--- begin ---

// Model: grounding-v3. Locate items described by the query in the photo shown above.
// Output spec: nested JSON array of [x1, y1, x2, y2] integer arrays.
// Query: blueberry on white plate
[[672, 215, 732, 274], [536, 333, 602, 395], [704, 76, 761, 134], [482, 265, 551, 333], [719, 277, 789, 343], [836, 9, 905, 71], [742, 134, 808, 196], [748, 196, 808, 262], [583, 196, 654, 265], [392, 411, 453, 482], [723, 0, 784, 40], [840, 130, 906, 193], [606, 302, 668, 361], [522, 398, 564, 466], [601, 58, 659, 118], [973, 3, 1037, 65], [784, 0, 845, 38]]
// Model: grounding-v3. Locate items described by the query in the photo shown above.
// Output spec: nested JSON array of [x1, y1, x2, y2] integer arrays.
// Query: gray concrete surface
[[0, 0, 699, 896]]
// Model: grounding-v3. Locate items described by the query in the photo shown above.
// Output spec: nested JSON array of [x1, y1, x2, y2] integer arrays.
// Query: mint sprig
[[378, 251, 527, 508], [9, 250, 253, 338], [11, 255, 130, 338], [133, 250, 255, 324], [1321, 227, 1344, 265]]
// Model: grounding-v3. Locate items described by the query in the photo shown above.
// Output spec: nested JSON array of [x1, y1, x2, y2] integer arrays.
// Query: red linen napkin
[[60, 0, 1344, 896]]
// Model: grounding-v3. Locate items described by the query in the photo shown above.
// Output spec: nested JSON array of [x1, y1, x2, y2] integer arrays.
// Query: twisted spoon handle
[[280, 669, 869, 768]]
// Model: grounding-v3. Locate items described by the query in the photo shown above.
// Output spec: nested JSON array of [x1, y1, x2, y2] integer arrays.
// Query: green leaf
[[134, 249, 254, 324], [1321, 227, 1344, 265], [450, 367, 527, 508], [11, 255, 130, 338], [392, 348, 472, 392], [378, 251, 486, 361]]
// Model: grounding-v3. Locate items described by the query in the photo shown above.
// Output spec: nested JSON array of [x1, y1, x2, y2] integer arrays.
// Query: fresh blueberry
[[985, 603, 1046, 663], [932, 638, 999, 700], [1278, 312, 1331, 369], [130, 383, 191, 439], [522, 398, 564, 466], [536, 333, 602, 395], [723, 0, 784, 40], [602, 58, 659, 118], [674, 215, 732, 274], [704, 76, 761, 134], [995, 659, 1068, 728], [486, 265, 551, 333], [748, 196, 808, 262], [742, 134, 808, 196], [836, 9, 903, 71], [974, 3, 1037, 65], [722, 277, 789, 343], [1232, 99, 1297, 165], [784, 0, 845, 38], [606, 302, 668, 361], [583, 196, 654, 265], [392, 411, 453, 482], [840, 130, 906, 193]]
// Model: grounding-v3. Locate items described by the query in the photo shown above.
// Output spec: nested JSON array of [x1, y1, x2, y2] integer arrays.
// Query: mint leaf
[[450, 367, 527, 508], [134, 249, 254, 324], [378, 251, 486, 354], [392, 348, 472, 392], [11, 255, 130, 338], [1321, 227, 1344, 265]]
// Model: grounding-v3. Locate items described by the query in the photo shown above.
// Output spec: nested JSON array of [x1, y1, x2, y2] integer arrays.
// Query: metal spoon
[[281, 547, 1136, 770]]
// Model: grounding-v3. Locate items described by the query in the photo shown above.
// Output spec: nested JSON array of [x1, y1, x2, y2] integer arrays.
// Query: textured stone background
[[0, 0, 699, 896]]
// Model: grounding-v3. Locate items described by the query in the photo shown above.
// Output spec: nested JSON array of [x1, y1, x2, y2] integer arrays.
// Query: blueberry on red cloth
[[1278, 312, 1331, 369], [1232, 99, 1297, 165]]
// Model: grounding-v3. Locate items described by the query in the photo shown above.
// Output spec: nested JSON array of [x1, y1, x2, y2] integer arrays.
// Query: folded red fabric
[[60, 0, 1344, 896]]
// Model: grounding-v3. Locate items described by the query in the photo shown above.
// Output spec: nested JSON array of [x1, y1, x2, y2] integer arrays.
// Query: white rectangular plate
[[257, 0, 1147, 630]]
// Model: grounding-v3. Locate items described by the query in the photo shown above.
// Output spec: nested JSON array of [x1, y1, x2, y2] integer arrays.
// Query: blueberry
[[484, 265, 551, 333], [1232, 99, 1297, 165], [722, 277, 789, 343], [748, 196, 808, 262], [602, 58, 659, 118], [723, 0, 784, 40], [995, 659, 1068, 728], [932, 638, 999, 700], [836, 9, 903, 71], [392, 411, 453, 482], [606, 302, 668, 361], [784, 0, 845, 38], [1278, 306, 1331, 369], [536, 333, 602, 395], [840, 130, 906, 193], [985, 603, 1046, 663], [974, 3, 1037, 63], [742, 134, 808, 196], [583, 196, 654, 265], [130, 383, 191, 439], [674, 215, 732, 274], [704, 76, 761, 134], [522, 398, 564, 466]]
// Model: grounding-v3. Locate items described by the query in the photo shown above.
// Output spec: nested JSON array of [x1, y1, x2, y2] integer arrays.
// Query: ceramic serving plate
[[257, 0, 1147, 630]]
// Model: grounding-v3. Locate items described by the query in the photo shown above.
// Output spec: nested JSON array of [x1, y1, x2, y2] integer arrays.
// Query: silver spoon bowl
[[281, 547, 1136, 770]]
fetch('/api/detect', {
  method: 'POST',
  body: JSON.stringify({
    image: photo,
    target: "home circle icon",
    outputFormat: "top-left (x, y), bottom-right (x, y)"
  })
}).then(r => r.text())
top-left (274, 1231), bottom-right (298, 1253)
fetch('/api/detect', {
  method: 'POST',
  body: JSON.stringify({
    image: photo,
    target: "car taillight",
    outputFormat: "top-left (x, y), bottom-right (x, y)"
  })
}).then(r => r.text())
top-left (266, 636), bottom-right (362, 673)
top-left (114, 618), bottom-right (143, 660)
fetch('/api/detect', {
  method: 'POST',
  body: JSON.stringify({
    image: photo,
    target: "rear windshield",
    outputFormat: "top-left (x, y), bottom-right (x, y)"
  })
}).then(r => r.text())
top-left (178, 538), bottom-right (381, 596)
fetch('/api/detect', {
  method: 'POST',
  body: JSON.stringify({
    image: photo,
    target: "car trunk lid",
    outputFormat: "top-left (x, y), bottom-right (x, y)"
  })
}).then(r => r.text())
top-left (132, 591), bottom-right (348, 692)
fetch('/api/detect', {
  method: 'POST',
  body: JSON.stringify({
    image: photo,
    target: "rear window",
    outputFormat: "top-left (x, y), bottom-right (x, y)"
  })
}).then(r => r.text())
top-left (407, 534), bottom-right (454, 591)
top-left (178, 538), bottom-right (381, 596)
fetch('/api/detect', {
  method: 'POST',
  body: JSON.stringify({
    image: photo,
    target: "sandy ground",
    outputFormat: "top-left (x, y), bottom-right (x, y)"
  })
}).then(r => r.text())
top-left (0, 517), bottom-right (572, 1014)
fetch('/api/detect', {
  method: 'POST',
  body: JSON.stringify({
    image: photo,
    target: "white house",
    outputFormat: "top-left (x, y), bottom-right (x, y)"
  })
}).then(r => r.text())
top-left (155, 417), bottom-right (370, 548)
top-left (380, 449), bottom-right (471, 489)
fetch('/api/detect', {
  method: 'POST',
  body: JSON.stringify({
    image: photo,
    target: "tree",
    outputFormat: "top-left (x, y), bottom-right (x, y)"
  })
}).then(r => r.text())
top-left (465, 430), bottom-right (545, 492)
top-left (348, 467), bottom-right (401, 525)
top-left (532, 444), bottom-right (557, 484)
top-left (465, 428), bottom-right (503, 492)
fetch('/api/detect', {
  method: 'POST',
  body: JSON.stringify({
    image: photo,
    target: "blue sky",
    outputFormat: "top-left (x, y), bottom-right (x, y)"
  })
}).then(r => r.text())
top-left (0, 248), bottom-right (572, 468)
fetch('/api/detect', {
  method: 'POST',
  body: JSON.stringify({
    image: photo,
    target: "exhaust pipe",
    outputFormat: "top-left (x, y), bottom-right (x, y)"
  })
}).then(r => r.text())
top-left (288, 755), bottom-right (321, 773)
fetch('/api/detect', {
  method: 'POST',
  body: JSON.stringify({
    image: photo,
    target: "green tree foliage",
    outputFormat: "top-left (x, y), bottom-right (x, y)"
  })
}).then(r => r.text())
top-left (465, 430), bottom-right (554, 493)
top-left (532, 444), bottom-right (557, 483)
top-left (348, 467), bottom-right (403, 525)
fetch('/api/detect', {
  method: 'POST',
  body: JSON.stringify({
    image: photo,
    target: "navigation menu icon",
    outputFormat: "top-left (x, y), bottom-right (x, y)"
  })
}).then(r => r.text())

--- end ---

**TASK TO CARRY OUT:**
Count the lines in the material above that contain the string "white", and reply with the number alone.

**FULL RESPONSE:**
3